» Textauszug
Entscheidung OLG München, Beschluss vom 31.10.2019, 31 Wx 398/17
von Rechtsanwalt Felix Dommermühl, Fachanwalt für Erbrecht
Sachverhalt (stark vereinfacht und verkürzt):
Eheleute hatten im Jahr 2015 ein Testament errichtet, das (nur) als Fotokopie vorlag.
Die Eheleute hatten bestimmt, dass der Erstversterbende vom Überlebenden, und der Überlebende von zwei Töchtern des Ehemannes aus einer früheren Ehe sowie dem Neffen der Ehefrau beerbt wird. Soweit möglich sollten die Verfügungen „wechselseitig“ sein.
Der Ehemann starb nur 4 Tage nach der Ehefrau. Deren Neffe beantragte einen Erbschein mit dem Inhalt, dass die Ehefrau vom Ehemann alleine beerbt wurde.

» Aufgaben
1. Zähle, wie viele Zeilen der Datensätze die Zeichenfolge „tree“ enthalten, wobei Groß- und Kleinschreibung zu beachten ist. Gib nur die Zahl an.
2. Schreibe den Text zum Beschluss des OLG München im Anschluss an seinen letzten Satz weiter.
Die Datensätze haben mit dem Text zum Beschluss des OLG München nichts zu tun.

» Bereitgestelltes Material
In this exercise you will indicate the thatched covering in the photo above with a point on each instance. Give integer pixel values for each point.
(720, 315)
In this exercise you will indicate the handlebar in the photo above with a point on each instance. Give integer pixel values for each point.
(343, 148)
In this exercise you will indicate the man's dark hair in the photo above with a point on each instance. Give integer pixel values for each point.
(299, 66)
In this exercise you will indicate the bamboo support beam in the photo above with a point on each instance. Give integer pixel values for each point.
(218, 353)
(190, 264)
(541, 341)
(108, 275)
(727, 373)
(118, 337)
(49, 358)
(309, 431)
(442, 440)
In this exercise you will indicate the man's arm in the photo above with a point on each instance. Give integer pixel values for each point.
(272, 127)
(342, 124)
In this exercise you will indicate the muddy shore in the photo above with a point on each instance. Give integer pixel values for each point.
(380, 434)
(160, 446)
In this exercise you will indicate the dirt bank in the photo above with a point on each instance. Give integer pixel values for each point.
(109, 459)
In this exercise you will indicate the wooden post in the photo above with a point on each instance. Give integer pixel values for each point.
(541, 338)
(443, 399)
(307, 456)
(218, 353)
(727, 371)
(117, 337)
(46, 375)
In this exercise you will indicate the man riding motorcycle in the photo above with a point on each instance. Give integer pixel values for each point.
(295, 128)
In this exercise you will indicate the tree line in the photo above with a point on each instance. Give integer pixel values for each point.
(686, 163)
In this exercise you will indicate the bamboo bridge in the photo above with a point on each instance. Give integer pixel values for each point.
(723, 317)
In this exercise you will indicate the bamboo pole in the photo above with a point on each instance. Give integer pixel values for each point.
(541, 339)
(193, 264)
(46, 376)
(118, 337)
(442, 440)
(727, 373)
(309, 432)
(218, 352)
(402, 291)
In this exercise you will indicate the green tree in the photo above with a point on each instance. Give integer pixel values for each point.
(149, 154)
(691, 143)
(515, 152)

» Lösungen
1. 2

2.
Das Nachlassgericht wies diesen Erbscheinsantrag zurück und argumentierte, dass das Testament mit Widerrufsabsicht vernichtet wurde (Anmerkung: demnach wäre von gesetzlicher Erbfolge nach der Ehefrau auszugehen). Der Neffe legte hiergegen Beschwerde ein
Mit Erfolg.
Das OLG München führt aus, dass das Nachlassgericht zu Recht von einer wirksamen Errichtung des Testaments ausgegangen ist.
Der Umstand, dass das Original unauffindbar war, führe nicht zu einer Vermutung für einen Widerruf. Das OLG war nicht davon überzeugt, dass das Testament von den Eheleuten in Widerrufsabsicht vernichtet wurde.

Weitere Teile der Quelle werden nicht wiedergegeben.